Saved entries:

___

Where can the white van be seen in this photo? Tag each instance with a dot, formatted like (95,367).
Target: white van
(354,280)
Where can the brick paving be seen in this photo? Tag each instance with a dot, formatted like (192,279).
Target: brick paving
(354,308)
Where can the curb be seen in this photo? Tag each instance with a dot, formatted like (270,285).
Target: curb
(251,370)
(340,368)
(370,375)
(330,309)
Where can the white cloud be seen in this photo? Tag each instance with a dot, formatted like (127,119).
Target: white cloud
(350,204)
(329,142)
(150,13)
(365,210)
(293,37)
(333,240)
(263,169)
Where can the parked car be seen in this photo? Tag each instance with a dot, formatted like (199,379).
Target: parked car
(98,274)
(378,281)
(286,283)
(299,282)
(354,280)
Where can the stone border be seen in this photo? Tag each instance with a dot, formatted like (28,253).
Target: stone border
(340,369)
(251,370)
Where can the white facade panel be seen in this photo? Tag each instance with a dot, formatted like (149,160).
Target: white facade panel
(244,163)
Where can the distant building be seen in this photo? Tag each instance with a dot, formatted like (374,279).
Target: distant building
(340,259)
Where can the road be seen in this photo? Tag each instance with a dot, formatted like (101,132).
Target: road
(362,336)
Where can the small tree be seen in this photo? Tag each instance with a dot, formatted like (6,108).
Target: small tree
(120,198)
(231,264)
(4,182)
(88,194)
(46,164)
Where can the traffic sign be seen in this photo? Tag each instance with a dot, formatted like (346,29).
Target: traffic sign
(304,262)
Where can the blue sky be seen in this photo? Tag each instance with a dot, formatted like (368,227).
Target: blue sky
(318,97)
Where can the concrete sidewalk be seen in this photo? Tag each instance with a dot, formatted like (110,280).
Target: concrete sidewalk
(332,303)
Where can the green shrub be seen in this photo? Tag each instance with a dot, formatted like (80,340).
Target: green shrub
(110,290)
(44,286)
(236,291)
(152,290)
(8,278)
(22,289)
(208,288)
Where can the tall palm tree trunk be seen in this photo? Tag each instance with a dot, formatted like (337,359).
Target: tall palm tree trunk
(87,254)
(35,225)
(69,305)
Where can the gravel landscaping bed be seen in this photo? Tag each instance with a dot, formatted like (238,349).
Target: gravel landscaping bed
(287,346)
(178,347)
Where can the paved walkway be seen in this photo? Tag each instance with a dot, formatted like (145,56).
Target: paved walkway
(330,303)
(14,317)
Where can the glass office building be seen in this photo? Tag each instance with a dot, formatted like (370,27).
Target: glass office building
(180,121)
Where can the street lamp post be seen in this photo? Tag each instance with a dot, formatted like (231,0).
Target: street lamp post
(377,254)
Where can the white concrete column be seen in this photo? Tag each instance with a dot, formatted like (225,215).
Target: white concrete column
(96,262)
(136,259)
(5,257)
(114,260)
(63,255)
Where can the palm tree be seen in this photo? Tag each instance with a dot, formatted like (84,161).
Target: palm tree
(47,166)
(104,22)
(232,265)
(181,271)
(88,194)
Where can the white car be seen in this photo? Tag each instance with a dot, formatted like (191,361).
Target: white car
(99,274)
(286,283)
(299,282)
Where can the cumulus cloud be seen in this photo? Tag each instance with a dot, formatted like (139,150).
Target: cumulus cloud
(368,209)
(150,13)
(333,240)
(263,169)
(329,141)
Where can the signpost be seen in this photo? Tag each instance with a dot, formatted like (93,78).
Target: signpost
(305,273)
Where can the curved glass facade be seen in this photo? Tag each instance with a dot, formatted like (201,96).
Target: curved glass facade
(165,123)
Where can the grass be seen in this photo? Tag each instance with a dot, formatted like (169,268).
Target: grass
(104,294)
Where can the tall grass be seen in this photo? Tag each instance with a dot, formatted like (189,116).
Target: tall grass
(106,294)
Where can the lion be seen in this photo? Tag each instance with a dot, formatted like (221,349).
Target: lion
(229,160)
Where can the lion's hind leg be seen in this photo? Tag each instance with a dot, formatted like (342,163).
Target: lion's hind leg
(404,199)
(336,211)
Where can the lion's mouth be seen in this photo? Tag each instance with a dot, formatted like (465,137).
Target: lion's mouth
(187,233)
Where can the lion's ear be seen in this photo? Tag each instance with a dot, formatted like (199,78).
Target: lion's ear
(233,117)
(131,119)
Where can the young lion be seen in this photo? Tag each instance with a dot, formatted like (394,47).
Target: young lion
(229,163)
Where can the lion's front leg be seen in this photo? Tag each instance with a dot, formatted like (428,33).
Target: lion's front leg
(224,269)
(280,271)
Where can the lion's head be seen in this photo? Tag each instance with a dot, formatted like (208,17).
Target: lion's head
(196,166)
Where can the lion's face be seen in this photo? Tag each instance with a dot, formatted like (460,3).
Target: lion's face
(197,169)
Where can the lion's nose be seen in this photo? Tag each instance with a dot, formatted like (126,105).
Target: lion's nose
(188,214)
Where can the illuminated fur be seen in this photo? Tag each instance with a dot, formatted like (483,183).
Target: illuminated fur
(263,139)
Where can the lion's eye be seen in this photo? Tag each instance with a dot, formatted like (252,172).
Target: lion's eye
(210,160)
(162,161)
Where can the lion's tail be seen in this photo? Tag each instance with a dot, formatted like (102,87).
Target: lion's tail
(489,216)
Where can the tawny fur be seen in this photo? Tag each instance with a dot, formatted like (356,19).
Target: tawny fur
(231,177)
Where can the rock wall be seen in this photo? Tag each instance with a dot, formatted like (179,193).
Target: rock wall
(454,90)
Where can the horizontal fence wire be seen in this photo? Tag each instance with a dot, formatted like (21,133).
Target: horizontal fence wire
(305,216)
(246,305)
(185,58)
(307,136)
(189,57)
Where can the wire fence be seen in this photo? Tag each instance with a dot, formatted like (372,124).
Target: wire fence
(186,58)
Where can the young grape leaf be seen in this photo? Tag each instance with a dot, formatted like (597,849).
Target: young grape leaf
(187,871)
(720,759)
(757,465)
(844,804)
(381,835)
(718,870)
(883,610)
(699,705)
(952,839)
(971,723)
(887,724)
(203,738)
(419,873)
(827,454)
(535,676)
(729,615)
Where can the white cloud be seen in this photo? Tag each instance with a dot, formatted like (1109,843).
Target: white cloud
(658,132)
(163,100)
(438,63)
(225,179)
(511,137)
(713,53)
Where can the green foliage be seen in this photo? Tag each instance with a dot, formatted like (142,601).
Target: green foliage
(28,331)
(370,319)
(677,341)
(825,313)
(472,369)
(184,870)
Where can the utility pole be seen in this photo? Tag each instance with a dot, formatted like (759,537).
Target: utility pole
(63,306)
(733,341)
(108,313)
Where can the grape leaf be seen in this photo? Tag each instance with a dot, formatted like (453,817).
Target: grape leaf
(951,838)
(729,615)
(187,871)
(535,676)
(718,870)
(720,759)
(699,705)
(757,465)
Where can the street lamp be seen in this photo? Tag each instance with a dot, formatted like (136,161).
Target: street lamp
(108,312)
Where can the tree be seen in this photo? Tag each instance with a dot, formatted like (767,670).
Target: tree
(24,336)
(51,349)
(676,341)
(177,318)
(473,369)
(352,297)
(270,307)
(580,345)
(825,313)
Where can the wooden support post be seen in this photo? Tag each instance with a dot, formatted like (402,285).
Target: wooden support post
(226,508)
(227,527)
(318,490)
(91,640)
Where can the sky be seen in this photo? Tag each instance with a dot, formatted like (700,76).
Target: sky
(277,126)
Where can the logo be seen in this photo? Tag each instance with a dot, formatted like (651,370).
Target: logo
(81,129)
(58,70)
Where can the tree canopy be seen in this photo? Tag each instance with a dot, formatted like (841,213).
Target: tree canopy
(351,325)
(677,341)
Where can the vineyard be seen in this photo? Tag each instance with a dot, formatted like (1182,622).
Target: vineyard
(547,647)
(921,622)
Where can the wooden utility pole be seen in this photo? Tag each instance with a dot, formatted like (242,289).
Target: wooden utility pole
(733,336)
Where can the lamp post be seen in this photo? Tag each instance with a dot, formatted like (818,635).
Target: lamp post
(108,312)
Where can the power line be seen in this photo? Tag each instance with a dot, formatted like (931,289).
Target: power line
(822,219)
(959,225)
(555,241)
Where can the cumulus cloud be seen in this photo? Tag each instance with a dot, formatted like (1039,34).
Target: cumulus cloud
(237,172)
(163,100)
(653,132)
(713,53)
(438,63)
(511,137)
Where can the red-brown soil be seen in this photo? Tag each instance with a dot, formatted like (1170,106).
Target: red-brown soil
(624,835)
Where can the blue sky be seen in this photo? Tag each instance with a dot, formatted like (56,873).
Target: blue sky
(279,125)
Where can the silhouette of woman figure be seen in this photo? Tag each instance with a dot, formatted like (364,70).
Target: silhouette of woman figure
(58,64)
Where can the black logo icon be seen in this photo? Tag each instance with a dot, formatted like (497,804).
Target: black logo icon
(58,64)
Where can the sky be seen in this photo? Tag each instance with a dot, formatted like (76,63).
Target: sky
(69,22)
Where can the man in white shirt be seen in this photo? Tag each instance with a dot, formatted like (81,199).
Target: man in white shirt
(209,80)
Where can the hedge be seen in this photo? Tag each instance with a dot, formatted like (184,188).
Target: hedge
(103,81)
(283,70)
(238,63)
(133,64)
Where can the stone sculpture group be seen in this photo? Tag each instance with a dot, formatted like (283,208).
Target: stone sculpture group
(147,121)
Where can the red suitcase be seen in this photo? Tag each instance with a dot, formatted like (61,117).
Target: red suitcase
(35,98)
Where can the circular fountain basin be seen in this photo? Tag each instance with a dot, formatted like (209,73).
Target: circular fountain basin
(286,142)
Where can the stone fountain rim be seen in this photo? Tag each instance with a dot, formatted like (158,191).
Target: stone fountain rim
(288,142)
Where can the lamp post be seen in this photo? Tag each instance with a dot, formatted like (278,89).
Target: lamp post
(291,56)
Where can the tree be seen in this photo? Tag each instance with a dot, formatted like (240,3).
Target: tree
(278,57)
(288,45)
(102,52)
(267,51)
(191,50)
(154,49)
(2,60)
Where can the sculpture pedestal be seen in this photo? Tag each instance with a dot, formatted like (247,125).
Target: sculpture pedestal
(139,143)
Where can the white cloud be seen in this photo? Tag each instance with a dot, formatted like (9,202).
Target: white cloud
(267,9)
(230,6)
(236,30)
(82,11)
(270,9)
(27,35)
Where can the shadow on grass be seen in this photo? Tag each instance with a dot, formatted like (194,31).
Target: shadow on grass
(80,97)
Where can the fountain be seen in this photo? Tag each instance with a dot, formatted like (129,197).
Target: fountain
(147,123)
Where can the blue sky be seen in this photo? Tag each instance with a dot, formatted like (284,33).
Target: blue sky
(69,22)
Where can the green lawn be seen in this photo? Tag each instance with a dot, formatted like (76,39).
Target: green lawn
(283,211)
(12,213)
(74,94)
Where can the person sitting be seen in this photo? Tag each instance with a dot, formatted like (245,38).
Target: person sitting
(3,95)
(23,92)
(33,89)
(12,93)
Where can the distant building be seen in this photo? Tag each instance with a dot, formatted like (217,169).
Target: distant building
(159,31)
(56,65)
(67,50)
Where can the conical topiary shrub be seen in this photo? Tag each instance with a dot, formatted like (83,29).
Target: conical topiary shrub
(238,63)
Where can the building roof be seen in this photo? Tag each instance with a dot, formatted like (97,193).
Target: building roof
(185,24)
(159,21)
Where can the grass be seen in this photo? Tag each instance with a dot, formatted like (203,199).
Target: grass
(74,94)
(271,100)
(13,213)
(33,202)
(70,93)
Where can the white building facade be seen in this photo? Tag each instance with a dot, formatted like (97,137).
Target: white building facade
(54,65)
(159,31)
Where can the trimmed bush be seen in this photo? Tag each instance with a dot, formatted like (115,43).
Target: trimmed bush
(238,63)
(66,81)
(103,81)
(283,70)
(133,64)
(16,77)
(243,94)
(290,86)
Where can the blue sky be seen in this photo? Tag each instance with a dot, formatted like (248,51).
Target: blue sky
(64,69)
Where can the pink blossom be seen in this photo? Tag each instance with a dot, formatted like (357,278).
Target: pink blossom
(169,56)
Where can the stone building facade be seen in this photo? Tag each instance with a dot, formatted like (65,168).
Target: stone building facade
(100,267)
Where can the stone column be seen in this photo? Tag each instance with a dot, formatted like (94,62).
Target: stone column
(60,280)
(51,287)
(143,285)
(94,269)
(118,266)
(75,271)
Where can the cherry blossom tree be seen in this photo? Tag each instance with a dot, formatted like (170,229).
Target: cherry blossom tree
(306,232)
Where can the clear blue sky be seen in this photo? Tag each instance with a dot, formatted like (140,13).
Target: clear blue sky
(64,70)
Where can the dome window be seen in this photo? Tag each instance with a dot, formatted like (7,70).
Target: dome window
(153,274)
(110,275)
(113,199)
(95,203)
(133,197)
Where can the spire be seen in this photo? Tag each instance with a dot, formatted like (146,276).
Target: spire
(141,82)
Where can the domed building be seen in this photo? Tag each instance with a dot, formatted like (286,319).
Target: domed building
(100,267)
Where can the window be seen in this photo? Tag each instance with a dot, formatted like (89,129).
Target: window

___

◆ YOUR ASSIGNMENT
In the entries above, restate word for word the lines between the one holding "Target: stone fountain rim" and the one holding "Where can the shadow", inclusive, and nothing besides.

◆ ANSWER SPACE
Target: stone fountain rim
(288,142)
Where can the lamp post be seen in this photo? Tag each instance with a dot, formatted like (278,89).
Target: lamp post
(291,56)
Where can the tree be seen in this photo? Tag each instance with a dot, formatted like (240,3).
Target: tree
(278,57)
(288,45)
(102,52)
(267,51)
(191,50)
(154,49)
(2,60)
Where can the sculpture pedestal be seen in this photo? Tag each instance with a dot, formatted like (247,125).
Target: sculpture pedestal
(139,143)
Where can the white cloud be seen in this photo? Tag each instance with a dot, formatted like (9,202).
Target: white cloud
(267,9)
(230,6)
(236,30)
(82,11)
(270,9)
(27,35)
Where can the shadow on grass be seen in this photo? Tag each instance with a dot, formatted like (194,31).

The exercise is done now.